Substitua "desvantagem" por "fraqueza" no trecho do texto sobre a campanha eleitoral que vai de "As condições de" a "evitar suas contraposições." e reproduza esse trecho.

BLOCO DE TEXTO:
══════
02/05/2010
Abril: primeiro balanço da campanha eleitoral
1. Com a saída dos dois principais candidatos dos seus cargos e com as duas pré-candidaturas lançadas, praticamente começou a campanha eleitoral, nas condições em que ela existirá até seu resultado final, em outubro, daqui a 6 meses. Essas primeiras escaramuças permitem compreender as armas que cada lado pretende lançar, seus elementos de força e de debilidade.
As condições de fundo não variarão ao longo de toda a campanha: o sucesso do governo Lula, a popularidade deste e a comparação inquestionavelmente favorável ao governo do petista em comparação com o governo FHC. No entanto, se a candidatura da Dilma pretende jogar a fundo esta carta, já se vê como a candidatura Serra pretende neutralizar a desvantagem que sofre. Seu discurso no pré-lançamento aponta para a continuidade, mas não apenas com o governo Lula e sim com uma suposta continuidade de um processo longo, de 25 anos, desde o fim da ditadura. Poderia, assim, deslocar a comparação dos governos petista e tucano, sem se assumir como oposição. A habilidade deste discurso seria o de reivindicar, ao mesmo tempo, os governos FHC e Lula, buscando evitar suas contraposições.
══════
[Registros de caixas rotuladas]
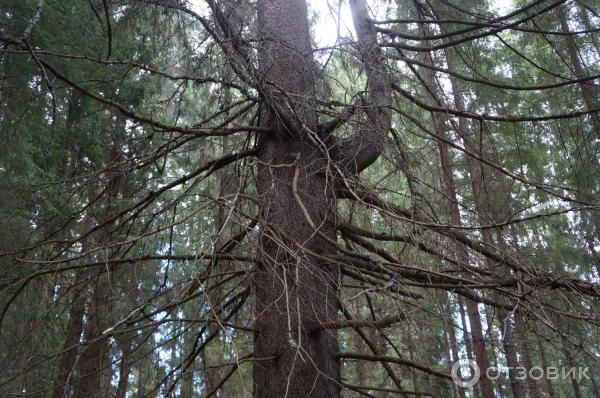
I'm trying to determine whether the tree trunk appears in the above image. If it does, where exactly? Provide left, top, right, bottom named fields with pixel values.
left=253, top=0, right=340, bottom=398
left=536, top=331, right=557, bottom=398
left=559, top=8, right=600, bottom=138
left=52, top=270, right=88, bottom=398
left=420, top=15, right=495, bottom=398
══════
EM RESPOSTA:
As condições de fundo não variarão ao longo de toda a campanha: o sucesso do governo Lula, a popularidade deste e a comparação inquestionavelmente favorável ao governo do petista em comparação com o governo FHC. No entanto, se a candidatura da Dilma pretende jogar a fundo esta carta, já se vê como a candidatura Serra pretende neutralizar a fraqueza que sofre. Seu discurso no pré-lançamento aponta para a continuidade, mas não apenas com o governo Lula e sim com uma suposta continuidade de um processo longo, de 25 anos, desde o fim da ditadura. Poderia, assim, deslocar a comparação dos governos petista e tucano, sem se assumir como oposição. A habilidade deste discurso seria o de reivindicar, ao mesmo tempo, os governos FHC e Lula, buscando evitar suas contraposições.